» Set exercise 1: Reproduce the Python regex thread in full, word for word.

» Quoted passage:
※

CODEWITHSUNDEEP
pythonregex
784347
784347

Reputation: 83

Regex that matches punctuation at the word boundary including underscore

I am looking for a Python regex for a variable phrase with the following properties: (For the sake of example, let's assume the variable phrase here is taking the value and. But note that I need to do this in a way that the thing playing the role of and can be passed in as a variable which I'll call phrase.)

Should match: this_and, this.and, (and), [and], and^, ;And, etc.

Should not match: land, andy

This is what I tried so far (where phrase is playing the role of and):

pattern = r"\b  " + re.escape(phrase.lower()) + r"\b"

This seems to work for all my requirements except that it does not match words with underscores e.g. \_hello, hello\_, hello_world.

Edit: Ideally I would like to use the standard library re module rather than any external packages.

Upvotes: 5

Views: 2713

Answers (2)

Wiktor Stribiżew
Wiktor Stribiżew

Reputation: 627607

You may use

r'(?<![^\W_])and(?![^\W_])'

See the regex demo. Compile with the re.I flag to enable case insensitive matching.

Details

  • (?<![^\W_]) - the preceding char should not be a letter or digit char
  • and - some keyword
  • (?![^\W_]) - the next char cannot be a letter or digit

Python demo:

import re
strs = ['this_and', 'this.and', '(and)', '[and]', 'and^', ';And', 'land', 'andy']
phrase = "and"

※

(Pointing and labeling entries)
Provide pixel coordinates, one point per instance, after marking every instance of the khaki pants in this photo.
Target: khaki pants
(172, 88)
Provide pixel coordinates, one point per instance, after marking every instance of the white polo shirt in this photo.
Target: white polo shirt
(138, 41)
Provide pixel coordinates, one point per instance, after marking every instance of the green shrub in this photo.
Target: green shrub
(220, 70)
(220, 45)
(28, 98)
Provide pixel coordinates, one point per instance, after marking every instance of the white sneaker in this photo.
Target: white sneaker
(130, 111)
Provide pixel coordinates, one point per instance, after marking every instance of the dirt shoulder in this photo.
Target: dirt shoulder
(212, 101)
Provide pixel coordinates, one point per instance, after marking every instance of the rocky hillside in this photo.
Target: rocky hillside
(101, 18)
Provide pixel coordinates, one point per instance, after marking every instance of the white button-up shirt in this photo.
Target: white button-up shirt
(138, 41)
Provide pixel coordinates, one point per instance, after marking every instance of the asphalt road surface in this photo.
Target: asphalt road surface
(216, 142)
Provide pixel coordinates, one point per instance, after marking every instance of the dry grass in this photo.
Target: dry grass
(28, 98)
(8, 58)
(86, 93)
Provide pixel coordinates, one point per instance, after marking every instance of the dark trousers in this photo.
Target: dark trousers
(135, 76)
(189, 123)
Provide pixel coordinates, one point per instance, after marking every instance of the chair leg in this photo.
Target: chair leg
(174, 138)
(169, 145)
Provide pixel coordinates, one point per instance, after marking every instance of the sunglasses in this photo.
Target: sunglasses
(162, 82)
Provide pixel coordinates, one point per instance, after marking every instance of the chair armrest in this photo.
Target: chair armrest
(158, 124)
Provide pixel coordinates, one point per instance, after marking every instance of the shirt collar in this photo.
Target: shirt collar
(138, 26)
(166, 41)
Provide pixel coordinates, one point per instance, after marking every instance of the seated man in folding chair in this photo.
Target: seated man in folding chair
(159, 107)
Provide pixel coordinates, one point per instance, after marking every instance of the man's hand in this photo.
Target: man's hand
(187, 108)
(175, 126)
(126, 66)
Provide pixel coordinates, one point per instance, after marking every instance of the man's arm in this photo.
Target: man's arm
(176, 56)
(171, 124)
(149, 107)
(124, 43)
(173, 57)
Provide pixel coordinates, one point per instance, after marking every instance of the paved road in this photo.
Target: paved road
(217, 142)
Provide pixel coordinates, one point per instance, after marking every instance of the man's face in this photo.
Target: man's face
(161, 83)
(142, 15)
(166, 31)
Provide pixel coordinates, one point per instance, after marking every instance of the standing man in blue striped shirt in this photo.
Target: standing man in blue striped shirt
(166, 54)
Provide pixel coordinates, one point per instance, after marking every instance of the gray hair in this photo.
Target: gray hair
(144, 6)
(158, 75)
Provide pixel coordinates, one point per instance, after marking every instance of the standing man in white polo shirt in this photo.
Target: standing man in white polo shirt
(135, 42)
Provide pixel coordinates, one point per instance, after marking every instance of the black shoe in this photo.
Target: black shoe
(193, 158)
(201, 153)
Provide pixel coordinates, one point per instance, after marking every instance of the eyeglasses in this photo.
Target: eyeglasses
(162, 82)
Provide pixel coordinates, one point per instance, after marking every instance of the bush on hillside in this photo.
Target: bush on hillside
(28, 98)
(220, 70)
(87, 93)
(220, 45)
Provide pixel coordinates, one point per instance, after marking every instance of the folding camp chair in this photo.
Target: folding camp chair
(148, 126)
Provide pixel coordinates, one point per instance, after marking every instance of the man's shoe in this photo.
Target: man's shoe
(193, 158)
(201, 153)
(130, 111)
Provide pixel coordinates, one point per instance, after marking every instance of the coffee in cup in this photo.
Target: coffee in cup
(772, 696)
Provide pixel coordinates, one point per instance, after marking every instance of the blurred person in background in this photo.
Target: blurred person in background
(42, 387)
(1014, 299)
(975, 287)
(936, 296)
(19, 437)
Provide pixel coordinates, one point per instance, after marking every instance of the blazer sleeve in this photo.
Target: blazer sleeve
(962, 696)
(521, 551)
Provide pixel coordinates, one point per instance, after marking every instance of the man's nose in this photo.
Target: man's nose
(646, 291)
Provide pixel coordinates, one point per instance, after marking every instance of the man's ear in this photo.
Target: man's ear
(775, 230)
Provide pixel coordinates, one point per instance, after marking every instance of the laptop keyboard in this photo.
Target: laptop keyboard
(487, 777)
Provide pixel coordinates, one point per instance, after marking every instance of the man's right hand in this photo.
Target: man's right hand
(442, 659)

※

» Set exercise 2: Identify each line of the records that contains the string "folding", treating case as significant.

» Right answer 1:
CODEWITHSUNDEEP
pythonregex
784347
784347

Reputation: 83

Regex that matches punctuation at the word boundary including underscore

I am looking for a Python regex for a variable phrase with the following properties: (For the sake of example, let's assume the variable phrase here is taking the value and. But note that I need to do this in a way that the thing playing the role of and can be passed in as a variable which I'll call phrase.)

Should match: this_and, this.and, (and), [and], and^, ;And, etc.

Should not match: land, andy

This is what I tried so far (where phrase is playing the role of and):

pattern = r"\b  " + re.escape(phrase.lower()) + r"\b"

This seems to work for all my requirements except that it does not match words with underscores e.g. \_hello, hello\_, hello_world.

Edit: Ideally I would like to use the standard library re module rather than any external packages.

Upvotes: 5

Views: 2713

Answers (2)

Wiktor Stribiżew
Wiktor Stribiżew

Reputation: 627607

You may use

r'(?<![^\W_])and(?![^\W_])'

See the regex demo. Compile with the re.I flag to enable case insensitive matching.

Details

  • (?<![^\W_]) - the preceding char should not be a letter or digit char
  • and - some keyword
  • (?![^\W_]) - the next char cannot be a letter or digit

Python demo:

import re
strs = ['this_and', 'this.and', '(and)', '[and]', 'and^', ';And', 'land', 'andy']
phrase = "and"

» Right answer 2:
Provide pixel coordinates, one point per instance, after marking every instance of the seated man in folding chair in this photo.
Target: seated man in folding chair
Provide pixel coordinates, one point per instance, after marking every instance of the folding camp chair in this photo.
Target: folding camp chair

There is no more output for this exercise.